Set down each entry below exactly as it stands.

┌──

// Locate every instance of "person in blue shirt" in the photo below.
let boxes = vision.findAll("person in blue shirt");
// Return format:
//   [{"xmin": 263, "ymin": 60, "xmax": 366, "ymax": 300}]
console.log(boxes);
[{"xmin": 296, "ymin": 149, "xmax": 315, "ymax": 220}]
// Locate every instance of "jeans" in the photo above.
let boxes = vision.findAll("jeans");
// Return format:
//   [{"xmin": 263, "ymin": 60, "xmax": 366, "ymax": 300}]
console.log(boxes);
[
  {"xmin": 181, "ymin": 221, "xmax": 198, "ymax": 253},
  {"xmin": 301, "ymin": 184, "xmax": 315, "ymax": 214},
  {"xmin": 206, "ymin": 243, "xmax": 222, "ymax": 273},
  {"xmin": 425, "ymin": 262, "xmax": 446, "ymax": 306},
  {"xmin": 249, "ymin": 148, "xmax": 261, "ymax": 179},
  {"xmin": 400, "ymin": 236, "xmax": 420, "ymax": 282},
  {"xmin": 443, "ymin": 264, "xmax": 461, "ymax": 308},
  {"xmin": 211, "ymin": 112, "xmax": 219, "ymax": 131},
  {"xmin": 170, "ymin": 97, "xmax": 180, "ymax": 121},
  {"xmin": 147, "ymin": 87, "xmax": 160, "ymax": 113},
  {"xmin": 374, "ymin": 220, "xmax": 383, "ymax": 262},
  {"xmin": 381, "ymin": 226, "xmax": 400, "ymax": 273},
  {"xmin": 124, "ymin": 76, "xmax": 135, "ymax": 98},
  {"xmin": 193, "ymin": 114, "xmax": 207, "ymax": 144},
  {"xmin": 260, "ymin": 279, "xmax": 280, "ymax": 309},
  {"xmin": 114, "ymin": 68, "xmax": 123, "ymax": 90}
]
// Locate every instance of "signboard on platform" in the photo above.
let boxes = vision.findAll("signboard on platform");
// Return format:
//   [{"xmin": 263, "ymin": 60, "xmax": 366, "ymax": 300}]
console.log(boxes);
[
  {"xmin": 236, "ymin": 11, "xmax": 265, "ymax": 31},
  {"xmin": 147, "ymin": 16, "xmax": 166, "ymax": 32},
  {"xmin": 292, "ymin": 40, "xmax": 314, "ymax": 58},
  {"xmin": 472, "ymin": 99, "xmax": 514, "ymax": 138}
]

└──

- Solution for this problem
// Locate every instance of "person in blue shirt" in the photo below.
let boxes = vision.findAll("person in blue shirt");
// Return format:
//   [{"xmin": 263, "ymin": 60, "xmax": 366, "ymax": 300}]
console.log(boxes);
[{"xmin": 296, "ymin": 149, "xmax": 315, "ymax": 220}]
// Locate every instance of "jeans" in the photo above.
let boxes = vision.findAll("jeans");
// Return format:
//   [{"xmin": 263, "ymin": 60, "xmax": 366, "ymax": 300}]
console.log(boxes);
[
  {"xmin": 181, "ymin": 221, "xmax": 198, "ymax": 253},
  {"xmin": 301, "ymin": 184, "xmax": 315, "ymax": 214},
  {"xmin": 206, "ymin": 243, "xmax": 222, "ymax": 273},
  {"xmin": 425, "ymin": 262, "xmax": 446, "ymax": 306},
  {"xmin": 249, "ymin": 148, "xmax": 261, "ymax": 179},
  {"xmin": 400, "ymin": 236, "xmax": 420, "ymax": 282},
  {"xmin": 443, "ymin": 264, "xmax": 461, "ymax": 308},
  {"xmin": 211, "ymin": 112, "xmax": 219, "ymax": 131},
  {"xmin": 170, "ymin": 97, "xmax": 180, "ymax": 121},
  {"xmin": 147, "ymin": 87, "xmax": 160, "ymax": 113},
  {"xmin": 374, "ymin": 220, "xmax": 383, "ymax": 262},
  {"xmin": 381, "ymin": 226, "xmax": 400, "ymax": 273},
  {"xmin": 124, "ymin": 76, "xmax": 135, "ymax": 98},
  {"xmin": 193, "ymin": 114, "xmax": 207, "ymax": 144},
  {"xmin": 260, "ymin": 279, "xmax": 280, "ymax": 309},
  {"xmin": 114, "ymin": 68, "xmax": 123, "ymax": 90}
]
// Locate every instance of "signboard on platform" in the photo above.
let boxes = vision.findAll("signboard on platform");
// Return format:
//   [{"xmin": 263, "ymin": 60, "xmax": 366, "ymax": 300}]
console.log(boxes);
[
  {"xmin": 236, "ymin": 11, "xmax": 265, "ymax": 31},
  {"xmin": 147, "ymin": 16, "xmax": 166, "ymax": 32},
  {"xmin": 292, "ymin": 40, "xmax": 314, "ymax": 58},
  {"xmin": 472, "ymin": 99, "xmax": 514, "ymax": 138}
]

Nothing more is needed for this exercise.